----- RECORD SET

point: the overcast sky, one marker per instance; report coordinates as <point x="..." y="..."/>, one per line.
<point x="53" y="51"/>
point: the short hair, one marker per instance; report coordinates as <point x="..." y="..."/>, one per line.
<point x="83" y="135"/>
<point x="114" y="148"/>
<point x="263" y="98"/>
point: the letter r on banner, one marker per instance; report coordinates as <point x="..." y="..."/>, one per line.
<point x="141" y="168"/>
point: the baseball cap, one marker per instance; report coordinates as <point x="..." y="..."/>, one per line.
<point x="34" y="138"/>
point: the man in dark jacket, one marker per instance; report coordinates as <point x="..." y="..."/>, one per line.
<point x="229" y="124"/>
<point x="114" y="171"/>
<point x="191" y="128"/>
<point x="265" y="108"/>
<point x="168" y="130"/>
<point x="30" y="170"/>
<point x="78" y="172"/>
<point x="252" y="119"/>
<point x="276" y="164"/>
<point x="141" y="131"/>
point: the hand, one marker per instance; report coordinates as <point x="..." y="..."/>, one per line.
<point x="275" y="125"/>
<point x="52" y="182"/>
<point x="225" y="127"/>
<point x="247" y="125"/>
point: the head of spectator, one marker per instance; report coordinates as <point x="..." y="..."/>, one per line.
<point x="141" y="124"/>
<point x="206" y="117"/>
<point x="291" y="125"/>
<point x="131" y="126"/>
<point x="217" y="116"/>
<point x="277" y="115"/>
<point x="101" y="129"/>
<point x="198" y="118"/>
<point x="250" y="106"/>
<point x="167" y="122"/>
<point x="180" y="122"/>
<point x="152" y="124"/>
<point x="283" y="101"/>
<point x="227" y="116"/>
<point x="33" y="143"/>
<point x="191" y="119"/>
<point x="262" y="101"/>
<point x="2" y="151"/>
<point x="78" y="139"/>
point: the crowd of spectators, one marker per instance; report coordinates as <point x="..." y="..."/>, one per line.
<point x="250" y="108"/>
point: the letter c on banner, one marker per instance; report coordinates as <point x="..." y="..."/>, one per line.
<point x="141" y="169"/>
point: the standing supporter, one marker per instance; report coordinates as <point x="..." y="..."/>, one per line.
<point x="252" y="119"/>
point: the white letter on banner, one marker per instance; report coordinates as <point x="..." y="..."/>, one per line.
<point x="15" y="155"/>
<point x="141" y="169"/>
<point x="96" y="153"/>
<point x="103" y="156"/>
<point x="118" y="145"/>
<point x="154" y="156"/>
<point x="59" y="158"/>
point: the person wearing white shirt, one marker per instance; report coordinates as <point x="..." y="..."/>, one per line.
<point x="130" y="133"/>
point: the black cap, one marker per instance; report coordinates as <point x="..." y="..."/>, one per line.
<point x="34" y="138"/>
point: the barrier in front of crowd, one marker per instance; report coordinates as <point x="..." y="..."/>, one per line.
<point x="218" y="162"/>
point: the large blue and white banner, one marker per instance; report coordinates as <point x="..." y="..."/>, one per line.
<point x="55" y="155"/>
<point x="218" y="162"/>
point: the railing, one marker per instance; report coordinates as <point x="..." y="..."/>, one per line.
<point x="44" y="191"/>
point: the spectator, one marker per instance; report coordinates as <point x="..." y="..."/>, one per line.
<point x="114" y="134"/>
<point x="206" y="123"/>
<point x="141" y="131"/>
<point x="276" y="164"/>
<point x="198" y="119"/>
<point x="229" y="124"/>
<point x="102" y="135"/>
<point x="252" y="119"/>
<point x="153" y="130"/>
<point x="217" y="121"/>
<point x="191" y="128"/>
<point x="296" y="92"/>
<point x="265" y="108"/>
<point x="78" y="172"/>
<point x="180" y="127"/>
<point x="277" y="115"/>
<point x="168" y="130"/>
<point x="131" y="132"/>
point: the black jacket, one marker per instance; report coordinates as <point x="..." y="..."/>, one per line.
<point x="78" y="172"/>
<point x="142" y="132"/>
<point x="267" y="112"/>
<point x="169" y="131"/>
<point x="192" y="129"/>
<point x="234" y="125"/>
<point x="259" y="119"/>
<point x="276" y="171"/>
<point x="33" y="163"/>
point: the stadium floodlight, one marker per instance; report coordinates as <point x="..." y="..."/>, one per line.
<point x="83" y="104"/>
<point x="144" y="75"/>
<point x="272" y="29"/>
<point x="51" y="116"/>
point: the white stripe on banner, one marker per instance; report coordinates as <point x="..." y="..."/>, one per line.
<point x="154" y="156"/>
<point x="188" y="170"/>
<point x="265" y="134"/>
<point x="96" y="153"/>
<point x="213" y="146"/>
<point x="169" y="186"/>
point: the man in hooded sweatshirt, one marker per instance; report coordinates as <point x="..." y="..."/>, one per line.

----------

■ **TASK OBJECTIVE**
Transcribe all of the rows above verbatim, preserving each line without alteration.

■ **SOLUTION**
point: the overcast sky, one marker per instance; report coordinates as <point x="..." y="..."/>, one per line.
<point x="53" y="51"/>
point: the short hair, one marker per instance; report coordinates as <point x="..." y="..."/>, one per line.
<point x="83" y="135"/>
<point x="114" y="148"/>
<point x="263" y="98"/>
point: the letter r on banner, one marker per instance; report coordinates as <point x="..." y="..."/>, one per line.
<point x="141" y="168"/>
point: the baseball cap, one marker per instance; report coordinates as <point x="..." y="..."/>, one per line.
<point x="34" y="138"/>
point: the man in dark jacket, one marker per instance; report coordinates as <point x="..." y="..."/>, one per line.
<point x="229" y="124"/>
<point x="114" y="171"/>
<point x="191" y="128"/>
<point x="265" y="108"/>
<point x="168" y="130"/>
<point x="30" y="170"/>
<point x="78" y="172"/>
<point x="252" y="119"/>
<point x="276" y="164"/>
<point x="141" y="131"/>
point: the hand, one marker per instance; report coordinates as <point x="..." y="..."/>, one per line.
<point x="275" y="125"/>
<point x="52" y="182"/>
<point x="225" y="127"/>
<point x="247" y="125"/>
point: the head of spectator, one marker per instance; report coordinates as <point x="..." y="..."/>, one per line.
<point x="141" y="124"/>
<point x="206" y="117"/>
<point x="291" y="125"/>
<point x="131" y="126"/>
<point x="217" y="116"/>
<point x="277" y="115"/>
<point x="101" y="129"/>
<point x="198" y="118"/>
<point x="250" y="106"/>
<point x="167" y="122"/>
<point x="180" y="122"/>
<point x="152" y="124"/>
<point x="283" y="101"/>
<point x="227" y="116"/>
<point x="33" y="143"/>
<point x="191" y="119"/>
<point x="262" y="101"/>
<point x="2" y="151"/>
<point x="78" y="139"/>
point: the crowd of spectators, one marker per instance; report coordinates as <point x="..." y="..."/>, one per line.
<point x="250" y="108"/>
point: the letter c on banner, one marker per instance; report coordinates as <point x="..." y="..."/>, one per line.
<point x="141" y="169"/>
point: the standing supporter, one marker per instance; report coordinates as <point x="..." y="..."/>, one per line.
<point x="252" y="119"/>
point: the white letter on banner, one marker per instance; report coordinates as <point x="..." y="..."/>, one per line.
<point x="15" y="155"/>
<point x="141" y="169"/>
<point x="96" y="153"/>
<point x="103" y="156"/>
<point x="118" y="145"/>
<point x="154" y="156"/>
<point x="59" y="158"/>
point: the person wearing white shirt, one marker per instance; report coordinates as <point x="..." y="..."/>, one per line.
<point x="130" y="133"/>
point: the black cap, one marker per instance; report coordinates as <point x="..." y="..."/>, one per line.
<point x="34" y="138"/>
point: the barrier in front of crowd, one marker per instance; report coordinates as <point x="..." y="..."/>, one per line.
<point x="218" y="162"/>
point: the large blue and white banner, one marker per instance; report coordinates as <point x="..." y="..."/>, one per line.
<point x="55" y="155"/>
<point x="218" y="162"/>
point: the railing, one marker per instance; report coordinates as <point x="..." y="..."/>, one per line.
<point x="44" y="191"/>
point: the spectator, one marker per instance; report coordinates as <point x="..." y="..."/>, one per line.
<point x="114" y="134"/>
<point x="206" y="123"/>
<point x="141" y="131"/>
<point x="276" y="164"/>
<point x="198" y="119"/>
<point x="229" y="124"/>
<point x="102" y="135"/>
<point x="252" y="119"/>
<point x="153" y="130"/>
<point x="217" y="121"/>
<point x="191" y="128"/>
<point x="296" y="92"/>
<point x="265" y="108"/>
<point x="78" y="172"/>
<point x="180" y="127"/>
<point x="277" y="115"/>
<point x="168" y="130"/>
<point x="131" y="132"/>
point: the black jacket, one marker per instance; report coordinates as <point x="..." y="..."/>, one per line.
<point x="78" y="172"/>
<point x="142" y="132"/>
<point x="267" y="112"/>
<point x="169" y="131"/>
<point x="192" y="129"/>
<point x="234" y="125"/>
<point x="259" y="119"/>
<point x="276" y="171"/>
<point x="33" y="163"/>
point: the stadium floodlight, one marker per instance; report coordinates as <point x="..." y="..."/>, one per line.
<point x="83" y="104"/>
<point x="144" y="75"/>
<point x="272" y="29"/>
<point x="51" y="116"/>
point: the white stripe on banner, one marker per instance; report coordinates as <point x="..." y="..."/>, one per line.
<point x="154" y="156"/>
<point x="188" y="170"/>
<point x="265" y="134"/>
<point x="96" y="153"/>
<point x="213" y="146"/>
<point x="169" y="186"/>
point: the man in hooded sweatshirt, one marker per instance; report coordinates as <point x="..." y="..."/>, one per line.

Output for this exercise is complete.